WHAT THE TASK ASKS
Begin with the line containing "[pin] car rear" and copy each line exactly through the last line of the entries, inclusive.

ENTRIES PROVIDED
** begin **

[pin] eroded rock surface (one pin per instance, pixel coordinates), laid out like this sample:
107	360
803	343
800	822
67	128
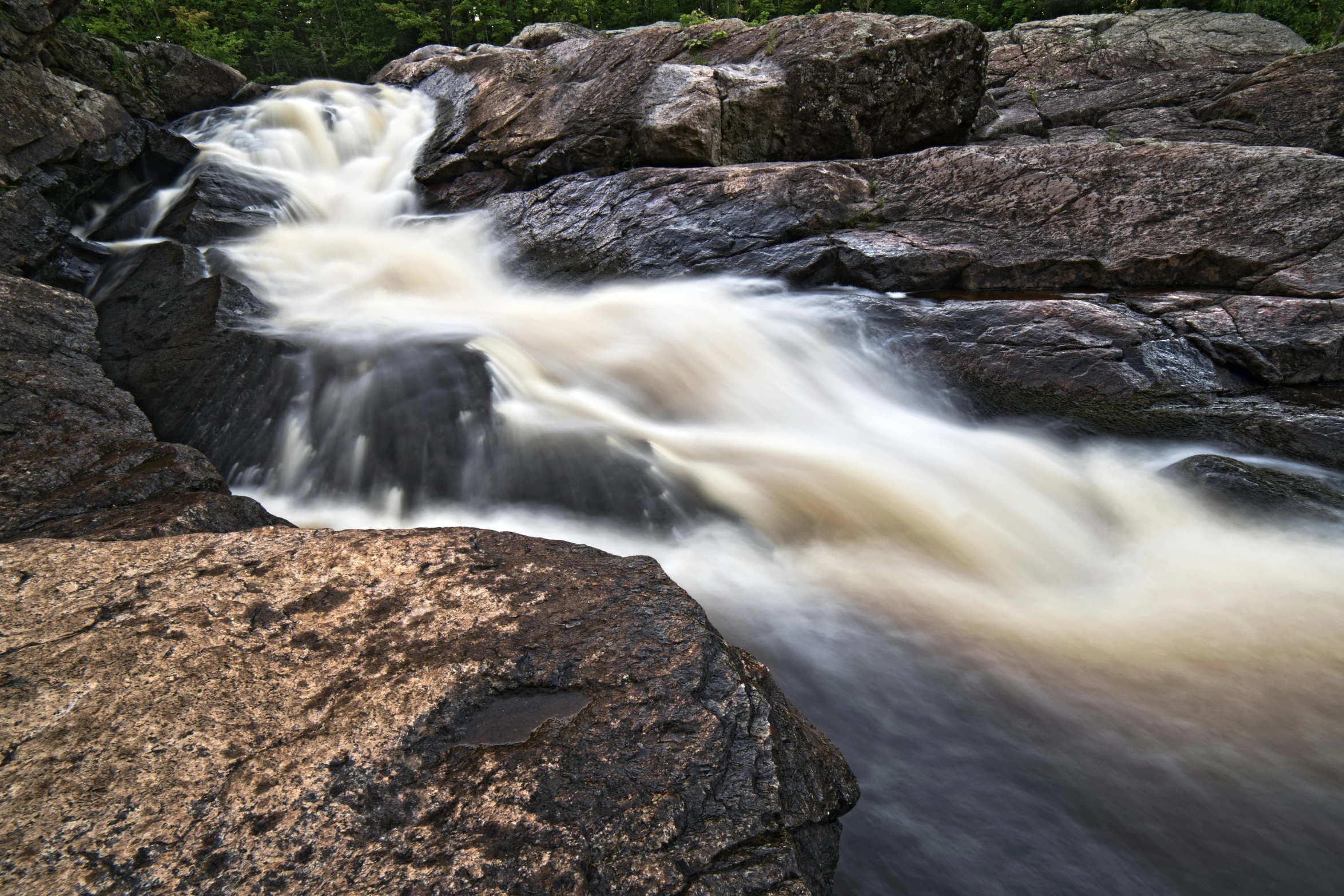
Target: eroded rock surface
1128	75
447	711
1252	372
565	100
1257	220
1299	101
1258	493
77	457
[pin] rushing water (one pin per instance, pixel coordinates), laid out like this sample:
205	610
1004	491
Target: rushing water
1053	671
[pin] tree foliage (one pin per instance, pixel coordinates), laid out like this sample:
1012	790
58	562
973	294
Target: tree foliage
284	41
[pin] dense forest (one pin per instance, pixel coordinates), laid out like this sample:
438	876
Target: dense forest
283	41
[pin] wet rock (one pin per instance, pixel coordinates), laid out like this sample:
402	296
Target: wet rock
77	457
828	86
185	344
1077	70
1297	101
154	81
1131	364
447	711
216	207
1257	492
1074	216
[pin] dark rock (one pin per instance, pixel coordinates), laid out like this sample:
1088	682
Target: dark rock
77	457
1082	216
1297	101
183	344
1257	492
1132	364
448	711
25	25
154	81
217	206
1077	70
828	86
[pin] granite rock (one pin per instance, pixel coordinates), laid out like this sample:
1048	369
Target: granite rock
435	711
562	100
77	457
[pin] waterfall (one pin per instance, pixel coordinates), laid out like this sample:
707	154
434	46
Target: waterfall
830	516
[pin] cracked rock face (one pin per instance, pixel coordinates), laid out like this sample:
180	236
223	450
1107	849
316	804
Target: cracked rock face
77	457
1127	75
569	100
435	711
1250	372
1257	220
1299	101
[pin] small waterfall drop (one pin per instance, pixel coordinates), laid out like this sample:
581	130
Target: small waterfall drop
811	499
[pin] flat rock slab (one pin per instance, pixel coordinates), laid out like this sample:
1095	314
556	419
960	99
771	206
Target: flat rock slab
1128	75
432	711
827	86
77	457
1258	220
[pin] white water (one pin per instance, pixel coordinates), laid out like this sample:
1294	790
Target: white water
1073	574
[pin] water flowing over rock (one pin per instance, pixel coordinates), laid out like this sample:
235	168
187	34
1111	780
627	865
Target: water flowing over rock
1062	217
448	711
1128	75
82	120
77	457
1250	372
828	86
1258	492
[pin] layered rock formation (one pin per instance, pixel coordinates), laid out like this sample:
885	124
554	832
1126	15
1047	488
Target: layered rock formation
77	457
996	217
77	113
567	100
1135	75
1252	372
437	711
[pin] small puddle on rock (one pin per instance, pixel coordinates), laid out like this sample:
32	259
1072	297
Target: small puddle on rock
511	720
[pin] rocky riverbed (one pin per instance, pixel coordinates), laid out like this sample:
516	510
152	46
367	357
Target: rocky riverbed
1122	226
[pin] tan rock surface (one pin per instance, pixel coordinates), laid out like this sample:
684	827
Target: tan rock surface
436	711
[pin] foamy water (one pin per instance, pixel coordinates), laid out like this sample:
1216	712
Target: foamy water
857	535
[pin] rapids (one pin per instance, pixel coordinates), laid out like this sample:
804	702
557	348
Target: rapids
1053	671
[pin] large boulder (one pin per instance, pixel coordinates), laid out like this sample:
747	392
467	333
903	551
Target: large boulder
185	343
436	711
1299	101
25	25
1257	220
1258	493
1249	372
828	86
1127	75
154	81
77	457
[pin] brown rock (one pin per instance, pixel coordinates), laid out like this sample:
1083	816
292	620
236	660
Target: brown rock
155	81
828	86
1077	70
437	711
1076	216
77	457
1299	101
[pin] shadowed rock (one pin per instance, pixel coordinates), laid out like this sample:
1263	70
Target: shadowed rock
447	711
77	457
1256	220
1256	492
185	344
1120	73
1299	101
562	100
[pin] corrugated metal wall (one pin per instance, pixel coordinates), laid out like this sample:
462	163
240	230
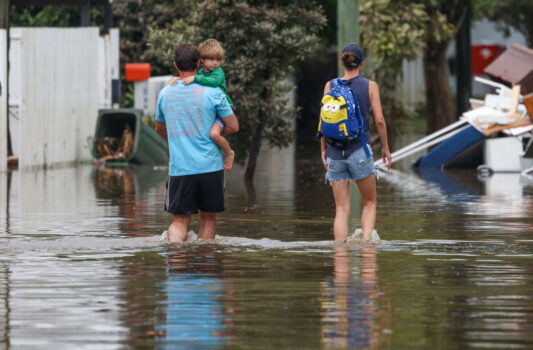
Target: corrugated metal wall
59	77
3	100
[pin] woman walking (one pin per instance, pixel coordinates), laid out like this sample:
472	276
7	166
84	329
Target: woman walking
350	162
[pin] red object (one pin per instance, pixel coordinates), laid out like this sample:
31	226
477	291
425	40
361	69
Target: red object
483	55
137	71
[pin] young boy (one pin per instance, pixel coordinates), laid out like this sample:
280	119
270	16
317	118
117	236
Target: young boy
211	54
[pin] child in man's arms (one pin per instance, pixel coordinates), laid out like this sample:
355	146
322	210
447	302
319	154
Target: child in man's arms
211	54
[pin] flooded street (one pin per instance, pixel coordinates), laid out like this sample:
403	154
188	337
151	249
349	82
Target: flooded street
82	267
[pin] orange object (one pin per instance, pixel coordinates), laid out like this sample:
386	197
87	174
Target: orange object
137	71
483	55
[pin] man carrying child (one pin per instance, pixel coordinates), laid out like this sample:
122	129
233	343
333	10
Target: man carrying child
211	55
185	115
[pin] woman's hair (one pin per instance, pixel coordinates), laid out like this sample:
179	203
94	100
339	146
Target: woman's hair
211	49
349	61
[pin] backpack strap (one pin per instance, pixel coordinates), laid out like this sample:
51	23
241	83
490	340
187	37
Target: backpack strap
360	120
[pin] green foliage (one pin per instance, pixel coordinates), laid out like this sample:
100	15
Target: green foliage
135	20
391	31
44	16
517	14
262	39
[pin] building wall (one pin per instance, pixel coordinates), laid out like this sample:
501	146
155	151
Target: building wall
3	100
59	77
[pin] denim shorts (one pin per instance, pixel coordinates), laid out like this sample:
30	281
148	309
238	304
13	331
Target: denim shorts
356	167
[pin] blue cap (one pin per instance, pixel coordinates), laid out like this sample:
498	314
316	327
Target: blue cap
357	51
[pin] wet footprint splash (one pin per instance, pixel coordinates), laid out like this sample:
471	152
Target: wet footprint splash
357	238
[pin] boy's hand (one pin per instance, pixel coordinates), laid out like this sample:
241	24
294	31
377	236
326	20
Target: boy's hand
188	80
174	81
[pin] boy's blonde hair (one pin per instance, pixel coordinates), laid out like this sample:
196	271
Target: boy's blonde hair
211	49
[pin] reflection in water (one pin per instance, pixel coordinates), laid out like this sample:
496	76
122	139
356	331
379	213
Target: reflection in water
129	189
455	265
4	305
350	304
194	290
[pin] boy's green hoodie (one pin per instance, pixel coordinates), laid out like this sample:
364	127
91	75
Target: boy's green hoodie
215	78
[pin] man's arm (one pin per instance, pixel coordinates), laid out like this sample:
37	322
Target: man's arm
215	79
161	129
231	124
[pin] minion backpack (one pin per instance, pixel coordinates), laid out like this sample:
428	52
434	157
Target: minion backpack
340	118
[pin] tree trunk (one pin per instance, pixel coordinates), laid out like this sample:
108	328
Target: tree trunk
258	133
439	107
254	151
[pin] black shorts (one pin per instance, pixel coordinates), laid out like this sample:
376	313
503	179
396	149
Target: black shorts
189	193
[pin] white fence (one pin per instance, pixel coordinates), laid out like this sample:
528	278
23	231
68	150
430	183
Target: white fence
3	100
58	79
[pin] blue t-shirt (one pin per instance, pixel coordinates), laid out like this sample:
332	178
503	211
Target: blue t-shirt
189	113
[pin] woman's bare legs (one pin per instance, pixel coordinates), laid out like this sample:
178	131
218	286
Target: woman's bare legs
341	192
367	187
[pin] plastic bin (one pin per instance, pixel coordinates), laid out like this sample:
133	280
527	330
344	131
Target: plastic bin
148	147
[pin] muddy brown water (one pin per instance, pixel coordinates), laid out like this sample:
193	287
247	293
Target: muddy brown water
82	267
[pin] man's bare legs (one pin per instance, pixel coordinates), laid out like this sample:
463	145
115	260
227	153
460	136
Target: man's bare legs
367	187
177	231
216	135
341	192
207	225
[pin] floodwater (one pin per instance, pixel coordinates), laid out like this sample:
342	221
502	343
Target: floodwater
82	267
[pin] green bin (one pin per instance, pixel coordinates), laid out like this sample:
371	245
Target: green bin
148	147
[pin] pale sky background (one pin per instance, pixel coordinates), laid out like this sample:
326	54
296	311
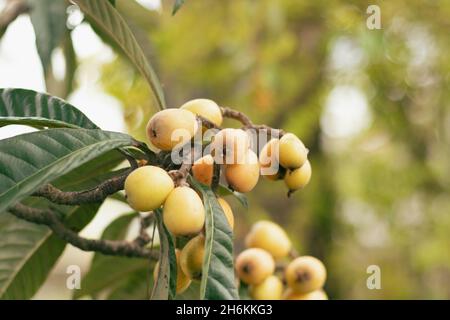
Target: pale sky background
346	110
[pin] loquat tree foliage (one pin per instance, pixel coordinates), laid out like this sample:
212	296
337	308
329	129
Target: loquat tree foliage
54	180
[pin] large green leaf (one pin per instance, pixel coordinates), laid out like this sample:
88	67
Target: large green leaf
31	160
29	251
111	22
110	272
49	22
27	107
24	269
165	285
218	269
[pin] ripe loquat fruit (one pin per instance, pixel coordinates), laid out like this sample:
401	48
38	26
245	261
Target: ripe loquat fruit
228	212
305	274
269	236
298	178
243	177
254	265
184	213
147	188
293	152
203	170
171	127
191	258
206	108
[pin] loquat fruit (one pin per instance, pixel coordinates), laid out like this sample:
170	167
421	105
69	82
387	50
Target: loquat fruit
243	177
203	169
171	127
269	236
183	281
305	274
184	213
270	289
293	152
227	211
147	188
254	265
298	178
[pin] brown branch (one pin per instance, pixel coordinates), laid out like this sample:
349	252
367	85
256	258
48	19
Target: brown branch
13	9
179	176
237	115
108	247
206	123
248	124
94	195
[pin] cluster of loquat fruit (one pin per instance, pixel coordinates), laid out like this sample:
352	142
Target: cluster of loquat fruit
267	243
150	187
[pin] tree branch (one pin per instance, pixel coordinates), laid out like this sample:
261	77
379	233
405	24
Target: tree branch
108	247
97	194
13	9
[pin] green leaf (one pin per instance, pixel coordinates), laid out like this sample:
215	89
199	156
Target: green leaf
191	293
31	160
165	286
27	107
218	269
111	22
109	272
29	251
24	269
177	5
49	22
225	191
23	273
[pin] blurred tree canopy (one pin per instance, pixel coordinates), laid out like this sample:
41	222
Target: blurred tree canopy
372	104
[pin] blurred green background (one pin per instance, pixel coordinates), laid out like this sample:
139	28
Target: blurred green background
372	106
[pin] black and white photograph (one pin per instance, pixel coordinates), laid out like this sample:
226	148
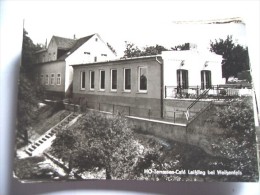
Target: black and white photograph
145	97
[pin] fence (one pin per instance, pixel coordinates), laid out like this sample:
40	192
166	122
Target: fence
175	116
215	91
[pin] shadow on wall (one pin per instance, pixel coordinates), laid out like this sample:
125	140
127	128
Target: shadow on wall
69	92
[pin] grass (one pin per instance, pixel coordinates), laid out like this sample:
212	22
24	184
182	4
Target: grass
47	118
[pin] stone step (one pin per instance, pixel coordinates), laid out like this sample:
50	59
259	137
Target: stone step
29	153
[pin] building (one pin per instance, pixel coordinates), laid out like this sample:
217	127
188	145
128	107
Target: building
143	86
53	63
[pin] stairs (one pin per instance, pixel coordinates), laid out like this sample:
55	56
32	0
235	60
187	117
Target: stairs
46	139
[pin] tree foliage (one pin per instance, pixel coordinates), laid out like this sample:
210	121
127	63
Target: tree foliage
29	92
238	118
98	141
235	57
133	51
28	59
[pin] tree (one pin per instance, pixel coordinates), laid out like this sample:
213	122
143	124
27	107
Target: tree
98	141
235	57
28	58
133	51
29	91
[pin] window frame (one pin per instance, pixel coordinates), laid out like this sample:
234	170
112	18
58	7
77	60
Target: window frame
127	90
42	79
90	80
58	78
111	80
81	80
47	81
139	81
52	79
100	80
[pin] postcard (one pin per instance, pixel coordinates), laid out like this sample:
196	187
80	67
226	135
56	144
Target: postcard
175	103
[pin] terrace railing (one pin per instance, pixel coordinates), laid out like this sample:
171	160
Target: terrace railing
216	91
195	101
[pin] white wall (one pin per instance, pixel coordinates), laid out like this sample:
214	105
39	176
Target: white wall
194	62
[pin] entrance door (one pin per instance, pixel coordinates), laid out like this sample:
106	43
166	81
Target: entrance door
205	79
182	79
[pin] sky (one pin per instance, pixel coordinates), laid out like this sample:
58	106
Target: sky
143	23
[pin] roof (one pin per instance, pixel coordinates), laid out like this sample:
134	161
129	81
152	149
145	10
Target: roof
78	43
156	57
40	51
64	43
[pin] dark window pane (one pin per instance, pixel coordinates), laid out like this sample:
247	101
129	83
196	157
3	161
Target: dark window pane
114	79
143	78
127	79
92	79
83	80
102	79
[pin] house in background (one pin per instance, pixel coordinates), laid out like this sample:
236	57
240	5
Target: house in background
53	63
145	86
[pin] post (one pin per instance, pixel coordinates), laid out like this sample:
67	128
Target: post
217	92
165	91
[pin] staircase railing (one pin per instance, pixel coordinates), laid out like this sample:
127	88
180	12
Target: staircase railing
194	102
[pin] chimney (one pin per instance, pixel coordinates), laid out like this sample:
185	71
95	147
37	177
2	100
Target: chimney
46	43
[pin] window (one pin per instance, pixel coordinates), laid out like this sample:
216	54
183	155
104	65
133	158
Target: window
182	79
127	79
58	82
142	77
205	79
92	80
52	79
102	80
42	79
46	79
82	80
113	80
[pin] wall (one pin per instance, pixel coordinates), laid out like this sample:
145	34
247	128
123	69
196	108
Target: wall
96	48
120	97
194	62
176	109
49	68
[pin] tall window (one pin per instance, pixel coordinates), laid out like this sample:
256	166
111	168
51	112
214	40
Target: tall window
46	79
127	79
113	80
205	79
82	80
182	79
58	81
42	79
102	80
142	77
52	78
92	80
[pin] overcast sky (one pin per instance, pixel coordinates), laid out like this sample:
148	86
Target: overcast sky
143	23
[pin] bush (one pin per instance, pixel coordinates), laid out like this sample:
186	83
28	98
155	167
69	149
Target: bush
98	140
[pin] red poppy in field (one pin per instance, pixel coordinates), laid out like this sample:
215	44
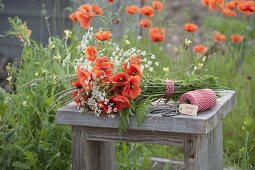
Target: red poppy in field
157	5
119	79
102	67
200	49
189	27
28	34
90	53
116	21
132	9
157	34
230	5
218	37
133	70
216	4
147	11
120	102
205	2
73	16
103	35
228	12
247	7
85	13
91	10
238	2
83	19
236	38
132	89
97	10
145	22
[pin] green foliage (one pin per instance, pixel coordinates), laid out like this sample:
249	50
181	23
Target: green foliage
222	24
29	137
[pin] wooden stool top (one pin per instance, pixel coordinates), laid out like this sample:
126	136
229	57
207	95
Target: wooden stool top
203	123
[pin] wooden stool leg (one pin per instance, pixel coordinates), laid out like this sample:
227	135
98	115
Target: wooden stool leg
91	155
204	151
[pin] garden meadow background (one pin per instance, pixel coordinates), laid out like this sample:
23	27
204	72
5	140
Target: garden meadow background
29	136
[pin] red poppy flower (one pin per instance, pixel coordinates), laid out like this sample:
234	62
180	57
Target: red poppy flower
76	84
90	53
120	102
132	89
236	38
28	33
86	12
84	78
119	79
216	4
103	36
189	27
157	34
102	67
147	11
200	49
145	22
157	5
218	37
73	16
83	19
247	7
228	12
230	5
97	10
205	2
132	9
91	10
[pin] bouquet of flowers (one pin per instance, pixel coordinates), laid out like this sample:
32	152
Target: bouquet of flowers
111	81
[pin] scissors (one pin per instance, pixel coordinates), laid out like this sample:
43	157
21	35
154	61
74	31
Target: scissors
166	112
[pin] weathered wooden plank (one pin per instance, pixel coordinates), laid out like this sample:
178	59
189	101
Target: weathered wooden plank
107	134
203	123
94	155
204	151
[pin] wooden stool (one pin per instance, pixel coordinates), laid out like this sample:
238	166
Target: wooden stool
201	136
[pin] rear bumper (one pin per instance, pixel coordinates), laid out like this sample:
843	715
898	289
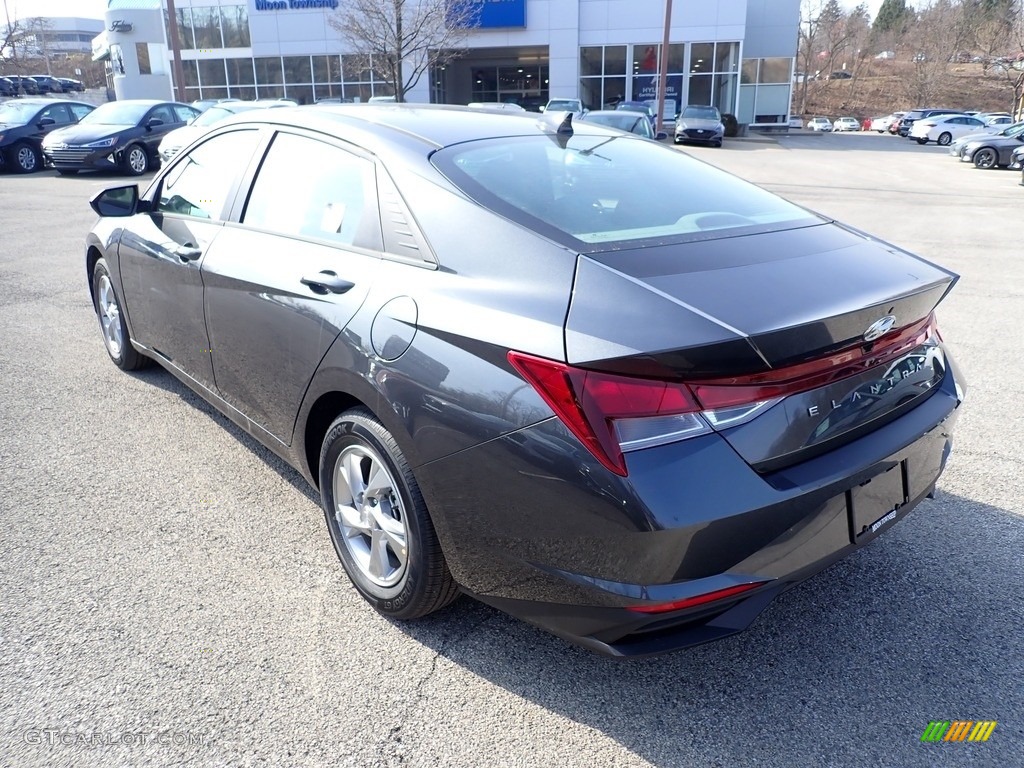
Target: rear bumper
572	555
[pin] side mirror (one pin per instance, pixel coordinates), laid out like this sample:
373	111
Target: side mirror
118	201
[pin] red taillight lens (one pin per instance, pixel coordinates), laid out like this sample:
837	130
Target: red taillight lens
590	402
691	602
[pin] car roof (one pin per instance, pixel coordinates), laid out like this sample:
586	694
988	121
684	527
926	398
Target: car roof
427	127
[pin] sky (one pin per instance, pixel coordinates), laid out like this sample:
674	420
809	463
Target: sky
81	8
95	8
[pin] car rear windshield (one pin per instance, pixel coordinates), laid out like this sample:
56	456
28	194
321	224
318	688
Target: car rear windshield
601	190
13	113
116	114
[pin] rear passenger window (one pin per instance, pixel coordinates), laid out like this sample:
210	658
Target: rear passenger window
309	188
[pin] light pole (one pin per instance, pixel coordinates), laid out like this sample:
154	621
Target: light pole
663	74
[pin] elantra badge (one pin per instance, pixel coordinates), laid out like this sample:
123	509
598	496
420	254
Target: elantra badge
880	328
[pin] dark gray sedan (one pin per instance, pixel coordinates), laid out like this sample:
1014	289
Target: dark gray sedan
572	373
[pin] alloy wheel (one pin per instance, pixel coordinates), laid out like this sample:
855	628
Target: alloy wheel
110	316
370	515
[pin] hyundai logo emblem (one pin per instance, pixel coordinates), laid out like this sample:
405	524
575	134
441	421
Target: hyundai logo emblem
880	328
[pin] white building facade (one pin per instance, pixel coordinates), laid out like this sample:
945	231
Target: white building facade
735	54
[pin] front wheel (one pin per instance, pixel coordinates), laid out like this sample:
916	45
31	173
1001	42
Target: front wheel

** end **

WRITTEN ANSWER
[pin] car rear windshield (one pin per instance, pixel coordinates), laid out like this sample:
56	456
28	194
321	224
318	688
Target: car rear windshield
601	190
13	113
116	114
[pin] rear passenger window (one pin per instance, pixel coordinates), laid out like this sample:
210	658
Target: rear passenger window
309	188
[pin] light pole (one pin per instance, pixel coordinates), laid out like this sample:
154	621
Target: light pole
663	74
[pin] elantra badge (one pin per instance, pixel coordinates), laid out like this sample:
123	509
598	496
420	254
Target: elantra badge
880	328
[pin] dark gray sedan (one pin per instance, pixel coordinates), laid out like this sample:
1014	289
Target: dark gray sedan
572	373
[pin] alloy wheel (one pin per instance, pixel coordinates), laid out like this sample:
855	628
Target: alloy wheel
110	316
370	515
[pin] hyundai logo emblem (one pin per instance, pixel coordinates), laid out like this sample:
405	524
575	134
441	421
Target: hyundai logo emblem
880	328
[pin] white building facade (one pin per instance, pixel coordinates), laid out like this sample:
945	231
Target: white building facade
735	54
[pin] front wheel (one pin per instance, pixel coordinates), laid out like this sample:
916	45
31	173
1001	42
Target: front wheel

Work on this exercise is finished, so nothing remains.